## EXERCISES TO COMPLETE:
A: Duplicate the stretch of the Tinder post from "Creating the Perfect" through "Communists, that’s who!".
B: Pick up the Tinder post after its final sentence and continue writing it.

Tinder is full of creepers, trolls, anti-feminist men, and then a handful of decent guys. Between these decent guys, there are some that want nothing more than to get between your legs (or they just want your mouth on their cock), or they want a full fledged relationship (these following through with the relationship idea are rare and should be treated like a unicorn.) You may find some winners out of a galaxy of losers; it sucks, but the journey is pretty funny. I started taking screenshots because I couldn’t believe what some men would say or use as a pick-up line. To meet these glorious individuals, you have to agree to let Tinder access Facebook; I was totally hesitant on this front, won’t even lie. I finally was like,…it can’t do anything I can’t undo, and now I am correcting men that call me their Tinderella. Bitch, that’s not my name, and unless you’re buying me shoes, don’t get near my feet. On Tinder, you “match” with people when you both “swipe right.” Tinder pulls up people based on your age, gender and location preference; you then say if you like them or not. If you like, you can swipe your finger right; if you’re like, oh hell no, you can swipe left. Simple, right? So simple. Are there hiccups? Of course, but everything has them.

Creating the Perfect Profile
When you install Tinder, it just uses the profile from Facebook. If your profile says how much you love your mama and your six kids, you need to change that before your Tinder game is ruined for awhile. I like to think I have a pretty awesome description, and I shall share it with you (with some obvious blanks on my specifics): From somewhere, currently live in another place. I’m a researcher that loves running, watching most sports, going to concerts, and being a nerd. I’m super ridiculous, love road trips and traveling in general, blogger, sarcastic with a bit of dry humor, super tall (5’9), consumer of beer and cake, and pretty damn awesome. INTJ; college grad and famous on Google maps. Not really looking for a relationship. Who doesn’t want a fun adventure? Communists, that’s who!

I get complimented on this beautiful piece of literary genius. You can leave it blank, people will still be interested. I mean, Tinder is the most shallow thing ever. I “swipe right” on a guy that appears to be fun when in reality those pics are 5+ years old and now he’s a hermit that doesn’t own a razor. It’s a risk you have a to take. I outline in mine that I don’t want a relationship; some people (mostly men), are really blunt in what they want from Tinder. There’s nothing wrong with that, I encourage that; don’t go wasting time, yo!

## DATA SECTION:

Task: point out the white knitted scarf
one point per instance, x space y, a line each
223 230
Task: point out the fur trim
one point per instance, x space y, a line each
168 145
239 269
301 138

## SET OF ANSWERS:
A:
Creating the Perfect Profile
When you install Tinder, it just uses the profile from Facebook. If your profile says how much you love your mama and your six kids, you need to change that before your Tinder game is ruined for awhile. I like to think I have a pretty awesome description, and I shall share it with you (with some obvious blanks on my specifics): From somewhere, currently live in another place. I’m a researcher that loves running, watching most sports, going to concerts, and being a nerd. I’m super ridiculous, love road trips and traveling in general, blogger, sarcastic with a bit of dry humor, super tall (5’9), consumer of beer and cake, and pretty damn awesome. INTJ; college grad and famous on Google maps. Not really looking for a relationship. Who doesn’t want a fun adventure? Communists, that’s who!

B:
Another component about your profile is that Tinder uses your likes from Facebook to show your potential match what you “have in common.” Just don’t pull a Daring Vagina and say something against things you matched on (that’s a fun story for later.) Tinder also snags your recent profile pictures from Facebook and uses them. You have the option of changing your pic, but only to other photos from Facebook. So, you can create a new profile for your sexy abs, or just use normal photos of yourself. Up to you. Just don’t have your wedding photos…that’s awkward.

Sometimes, when you’re on a swiping spree, you accidentally swipe left on your soul mate. These things do happen and it’s ok. Your Tinderfella will be there amongst those swipes to the right. The accidental swipes tend to happen once you learn about clicking on the picture of a potential match to pull up their other photos and bio. Once you’ve pulled up their profile, you can swipe to the left to view all their photos. If shit happens, you aren’t in their profile or you leave it, and then…you swipe left. This makes cupid sad. Don’t make cupid sad. On the flip side, I have swiped right on people that are nowhere near my taste in men. This happens while drunk…or sober. I just don’t remember the guy’s face and his profile is blank, so obviously Catherine had other plans for the guy. When you accidentally match with someone you don’t want, there is the ability to unmatch. Thank god for that. Drunk swiping is a bad thing, especially when you match with someone and say things you shouldn’t…I’m really classy.

Once you’ve swiped and matched with the Tinderest of men, you are able to start a conversation with them, keep looking at their pictures so you can masturbate to them (or until they unmatch with you…you perv), and view their moments (we’ll get to that later on.) What should you expect from someone on Tinder? Terrible pick-up lines, terrible pick-up lines everywhere.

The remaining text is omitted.